Leaving out every line before the one with "Crop-scouting request: mark the car door", write out the rest of the records below exactly.

*** DATA SUPPLIED Section Begins ***

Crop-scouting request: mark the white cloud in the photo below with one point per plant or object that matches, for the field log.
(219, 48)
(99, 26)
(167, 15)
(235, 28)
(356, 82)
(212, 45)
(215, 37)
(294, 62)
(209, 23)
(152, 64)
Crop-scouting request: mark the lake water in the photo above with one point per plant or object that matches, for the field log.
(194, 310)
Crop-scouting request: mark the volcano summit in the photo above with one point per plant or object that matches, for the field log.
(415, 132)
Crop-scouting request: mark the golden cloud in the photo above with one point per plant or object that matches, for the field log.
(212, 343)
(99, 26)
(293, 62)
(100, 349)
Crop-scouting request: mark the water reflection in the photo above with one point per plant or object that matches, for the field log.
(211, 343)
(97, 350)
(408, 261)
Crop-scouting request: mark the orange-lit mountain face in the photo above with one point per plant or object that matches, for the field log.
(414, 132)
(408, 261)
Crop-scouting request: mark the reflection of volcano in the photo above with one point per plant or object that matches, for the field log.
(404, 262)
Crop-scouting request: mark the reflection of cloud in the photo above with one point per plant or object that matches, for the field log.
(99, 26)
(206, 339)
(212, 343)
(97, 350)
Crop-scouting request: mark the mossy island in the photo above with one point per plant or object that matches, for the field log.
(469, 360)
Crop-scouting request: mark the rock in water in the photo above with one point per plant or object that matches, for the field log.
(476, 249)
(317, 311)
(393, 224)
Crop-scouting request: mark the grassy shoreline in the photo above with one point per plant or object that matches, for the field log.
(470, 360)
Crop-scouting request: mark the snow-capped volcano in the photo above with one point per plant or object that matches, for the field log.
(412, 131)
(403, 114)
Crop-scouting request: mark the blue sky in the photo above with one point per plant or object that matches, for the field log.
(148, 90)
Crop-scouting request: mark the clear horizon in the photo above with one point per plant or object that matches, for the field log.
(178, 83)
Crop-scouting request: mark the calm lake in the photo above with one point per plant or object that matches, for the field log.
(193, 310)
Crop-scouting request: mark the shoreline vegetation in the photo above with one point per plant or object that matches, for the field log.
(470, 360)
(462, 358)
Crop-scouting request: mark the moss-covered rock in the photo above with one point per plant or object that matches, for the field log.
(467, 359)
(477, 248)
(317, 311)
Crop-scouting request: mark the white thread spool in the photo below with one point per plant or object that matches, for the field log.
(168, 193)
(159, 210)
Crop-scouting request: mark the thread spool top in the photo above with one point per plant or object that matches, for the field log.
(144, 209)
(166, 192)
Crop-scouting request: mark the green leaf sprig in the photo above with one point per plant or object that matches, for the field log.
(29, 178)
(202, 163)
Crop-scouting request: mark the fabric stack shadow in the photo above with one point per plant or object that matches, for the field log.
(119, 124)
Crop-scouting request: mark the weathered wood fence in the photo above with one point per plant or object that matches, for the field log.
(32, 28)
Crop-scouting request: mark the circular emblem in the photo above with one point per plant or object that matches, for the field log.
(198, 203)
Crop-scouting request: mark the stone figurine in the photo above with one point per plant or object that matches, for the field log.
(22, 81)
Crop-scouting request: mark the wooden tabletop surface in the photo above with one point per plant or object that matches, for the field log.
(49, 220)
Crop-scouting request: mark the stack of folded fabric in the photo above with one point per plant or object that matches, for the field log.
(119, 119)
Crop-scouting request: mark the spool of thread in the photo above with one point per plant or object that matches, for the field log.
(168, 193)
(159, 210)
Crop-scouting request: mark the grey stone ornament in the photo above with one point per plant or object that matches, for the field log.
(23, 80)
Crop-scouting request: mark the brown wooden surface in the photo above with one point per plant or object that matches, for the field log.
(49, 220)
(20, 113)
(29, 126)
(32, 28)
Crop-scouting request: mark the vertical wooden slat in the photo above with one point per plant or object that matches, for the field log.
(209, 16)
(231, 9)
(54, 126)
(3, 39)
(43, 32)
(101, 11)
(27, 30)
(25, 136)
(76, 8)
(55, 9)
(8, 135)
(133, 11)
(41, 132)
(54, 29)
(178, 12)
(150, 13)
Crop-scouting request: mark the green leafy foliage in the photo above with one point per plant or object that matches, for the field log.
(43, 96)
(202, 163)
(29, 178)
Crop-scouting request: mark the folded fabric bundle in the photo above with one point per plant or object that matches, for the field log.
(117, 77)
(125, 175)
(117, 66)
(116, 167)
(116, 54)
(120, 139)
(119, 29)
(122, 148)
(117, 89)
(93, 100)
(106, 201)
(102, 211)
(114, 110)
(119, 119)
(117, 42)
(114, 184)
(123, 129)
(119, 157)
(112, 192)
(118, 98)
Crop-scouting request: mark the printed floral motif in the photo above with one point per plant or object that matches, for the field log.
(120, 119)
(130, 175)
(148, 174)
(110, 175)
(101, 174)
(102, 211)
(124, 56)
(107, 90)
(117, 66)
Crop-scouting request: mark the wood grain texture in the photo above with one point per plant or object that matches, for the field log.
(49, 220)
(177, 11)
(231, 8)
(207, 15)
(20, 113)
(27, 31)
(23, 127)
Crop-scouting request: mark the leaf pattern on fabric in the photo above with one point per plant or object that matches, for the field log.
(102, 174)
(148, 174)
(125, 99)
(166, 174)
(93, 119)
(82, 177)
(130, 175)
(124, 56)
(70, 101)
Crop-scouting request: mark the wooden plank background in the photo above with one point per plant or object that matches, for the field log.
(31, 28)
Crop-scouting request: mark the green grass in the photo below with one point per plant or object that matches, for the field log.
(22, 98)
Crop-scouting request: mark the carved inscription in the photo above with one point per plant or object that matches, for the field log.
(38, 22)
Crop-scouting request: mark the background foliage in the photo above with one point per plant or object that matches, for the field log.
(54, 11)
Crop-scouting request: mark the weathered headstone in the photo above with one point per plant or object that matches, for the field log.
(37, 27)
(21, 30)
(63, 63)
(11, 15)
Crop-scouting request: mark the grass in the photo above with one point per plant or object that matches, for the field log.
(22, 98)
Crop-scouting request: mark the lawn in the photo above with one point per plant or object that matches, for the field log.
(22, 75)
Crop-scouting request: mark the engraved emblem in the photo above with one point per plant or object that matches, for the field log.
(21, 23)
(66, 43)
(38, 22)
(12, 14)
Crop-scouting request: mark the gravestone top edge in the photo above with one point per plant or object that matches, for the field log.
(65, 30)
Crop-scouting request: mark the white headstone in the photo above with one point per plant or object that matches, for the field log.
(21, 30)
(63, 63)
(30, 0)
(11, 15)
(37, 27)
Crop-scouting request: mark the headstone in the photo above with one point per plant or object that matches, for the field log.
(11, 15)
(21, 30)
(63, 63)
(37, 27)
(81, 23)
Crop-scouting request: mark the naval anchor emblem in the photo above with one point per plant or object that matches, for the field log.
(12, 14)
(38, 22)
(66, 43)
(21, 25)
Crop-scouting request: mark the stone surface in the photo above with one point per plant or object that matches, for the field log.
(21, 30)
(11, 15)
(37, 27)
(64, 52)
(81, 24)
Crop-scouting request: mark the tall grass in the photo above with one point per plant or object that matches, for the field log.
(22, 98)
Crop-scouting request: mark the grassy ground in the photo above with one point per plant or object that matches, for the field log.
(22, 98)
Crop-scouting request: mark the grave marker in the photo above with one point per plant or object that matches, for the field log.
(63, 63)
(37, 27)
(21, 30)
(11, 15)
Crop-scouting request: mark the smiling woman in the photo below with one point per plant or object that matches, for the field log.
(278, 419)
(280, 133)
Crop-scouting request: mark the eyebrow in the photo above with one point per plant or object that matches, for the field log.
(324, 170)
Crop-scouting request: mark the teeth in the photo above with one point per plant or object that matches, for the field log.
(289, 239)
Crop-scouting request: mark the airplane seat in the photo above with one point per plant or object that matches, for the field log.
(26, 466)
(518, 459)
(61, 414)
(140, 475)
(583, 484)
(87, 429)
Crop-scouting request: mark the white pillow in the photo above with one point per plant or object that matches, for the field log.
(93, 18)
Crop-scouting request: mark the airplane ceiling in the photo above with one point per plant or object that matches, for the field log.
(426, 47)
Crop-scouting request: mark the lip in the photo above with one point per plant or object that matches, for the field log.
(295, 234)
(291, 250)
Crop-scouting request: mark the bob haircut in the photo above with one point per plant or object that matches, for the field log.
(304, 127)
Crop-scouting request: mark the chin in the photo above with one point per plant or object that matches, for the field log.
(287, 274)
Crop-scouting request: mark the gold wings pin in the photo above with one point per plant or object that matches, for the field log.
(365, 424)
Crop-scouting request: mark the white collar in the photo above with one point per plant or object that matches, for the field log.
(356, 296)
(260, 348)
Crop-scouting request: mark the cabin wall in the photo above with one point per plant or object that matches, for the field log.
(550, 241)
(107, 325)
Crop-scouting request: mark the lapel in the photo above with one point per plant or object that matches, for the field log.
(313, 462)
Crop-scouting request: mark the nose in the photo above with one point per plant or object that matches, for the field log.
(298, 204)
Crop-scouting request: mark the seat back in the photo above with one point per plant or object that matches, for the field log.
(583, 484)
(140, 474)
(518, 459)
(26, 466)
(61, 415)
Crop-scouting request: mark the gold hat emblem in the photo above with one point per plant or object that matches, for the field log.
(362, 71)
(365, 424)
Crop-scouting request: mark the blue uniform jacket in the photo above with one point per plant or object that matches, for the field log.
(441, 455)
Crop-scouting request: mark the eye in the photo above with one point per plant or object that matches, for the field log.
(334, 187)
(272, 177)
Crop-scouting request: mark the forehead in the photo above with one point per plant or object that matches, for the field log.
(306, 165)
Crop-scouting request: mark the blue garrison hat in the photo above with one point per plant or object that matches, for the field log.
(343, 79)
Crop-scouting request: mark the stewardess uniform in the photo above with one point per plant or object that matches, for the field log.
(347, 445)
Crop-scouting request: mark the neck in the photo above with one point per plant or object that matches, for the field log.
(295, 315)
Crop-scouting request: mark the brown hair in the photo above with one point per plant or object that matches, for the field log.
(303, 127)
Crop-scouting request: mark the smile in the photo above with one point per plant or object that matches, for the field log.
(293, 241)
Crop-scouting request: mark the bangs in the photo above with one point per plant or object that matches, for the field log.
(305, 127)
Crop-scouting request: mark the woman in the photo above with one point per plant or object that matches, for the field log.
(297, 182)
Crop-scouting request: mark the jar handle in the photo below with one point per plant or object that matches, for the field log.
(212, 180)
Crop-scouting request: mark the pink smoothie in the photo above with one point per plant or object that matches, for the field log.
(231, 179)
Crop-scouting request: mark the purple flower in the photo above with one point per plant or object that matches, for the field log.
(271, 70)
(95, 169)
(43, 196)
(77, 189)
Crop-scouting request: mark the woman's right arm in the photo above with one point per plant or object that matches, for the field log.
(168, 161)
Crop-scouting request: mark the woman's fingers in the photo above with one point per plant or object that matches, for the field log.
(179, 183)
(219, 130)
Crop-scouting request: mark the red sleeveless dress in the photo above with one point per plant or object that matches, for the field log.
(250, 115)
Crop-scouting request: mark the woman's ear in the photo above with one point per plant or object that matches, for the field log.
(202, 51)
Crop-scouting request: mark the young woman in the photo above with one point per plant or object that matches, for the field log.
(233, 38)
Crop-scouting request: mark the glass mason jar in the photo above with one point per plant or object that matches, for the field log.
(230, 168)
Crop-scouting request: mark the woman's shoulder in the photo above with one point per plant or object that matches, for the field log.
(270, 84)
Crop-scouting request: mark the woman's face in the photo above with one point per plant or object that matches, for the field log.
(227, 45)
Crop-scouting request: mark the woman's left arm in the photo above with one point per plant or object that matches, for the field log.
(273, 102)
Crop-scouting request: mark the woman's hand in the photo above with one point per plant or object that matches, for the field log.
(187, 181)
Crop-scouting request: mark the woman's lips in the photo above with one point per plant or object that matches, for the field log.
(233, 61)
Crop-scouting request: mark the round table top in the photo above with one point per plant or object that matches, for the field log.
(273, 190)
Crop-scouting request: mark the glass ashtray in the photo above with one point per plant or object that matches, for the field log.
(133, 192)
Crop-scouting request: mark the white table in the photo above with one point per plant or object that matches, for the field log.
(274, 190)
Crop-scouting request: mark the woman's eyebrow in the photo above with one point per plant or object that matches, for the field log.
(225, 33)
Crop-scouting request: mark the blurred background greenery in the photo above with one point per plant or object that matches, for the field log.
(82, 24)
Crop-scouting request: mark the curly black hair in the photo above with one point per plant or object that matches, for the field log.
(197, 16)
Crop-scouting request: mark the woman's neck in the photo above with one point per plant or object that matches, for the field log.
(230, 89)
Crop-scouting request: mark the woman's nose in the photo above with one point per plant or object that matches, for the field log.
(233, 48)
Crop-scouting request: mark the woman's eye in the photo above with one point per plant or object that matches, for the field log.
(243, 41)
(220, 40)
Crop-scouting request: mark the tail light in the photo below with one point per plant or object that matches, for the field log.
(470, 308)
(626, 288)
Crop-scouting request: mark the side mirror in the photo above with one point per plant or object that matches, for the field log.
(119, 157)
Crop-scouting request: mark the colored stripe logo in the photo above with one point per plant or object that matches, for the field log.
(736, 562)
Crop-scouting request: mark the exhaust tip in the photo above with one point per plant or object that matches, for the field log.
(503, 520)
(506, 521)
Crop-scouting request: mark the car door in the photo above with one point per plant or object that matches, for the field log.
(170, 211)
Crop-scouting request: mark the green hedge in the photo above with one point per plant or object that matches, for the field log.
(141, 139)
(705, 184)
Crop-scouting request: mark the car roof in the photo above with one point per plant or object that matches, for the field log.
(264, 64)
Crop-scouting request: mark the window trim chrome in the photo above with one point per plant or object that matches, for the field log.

*** DATA SUPPLIED Section Ends ***

EXERCISE OUTPUT >>
Crop-scouting request: mark the car door in the photo above with one point per plant or object that matches, for the field log.
(170, 211)
Crop-scouting request: mark the green hedge in the photo above with one point per plant or object that matches, for the field log.
(141, 139)
(705, 184)
Crop-scouting request: mark the car roof in the photo above with one point per plant or object that matches, for the field log.
(264, 64)
Crop-scouting request: mark the window trim chrome in the photo above with one point per plant or object that matches, for the field log.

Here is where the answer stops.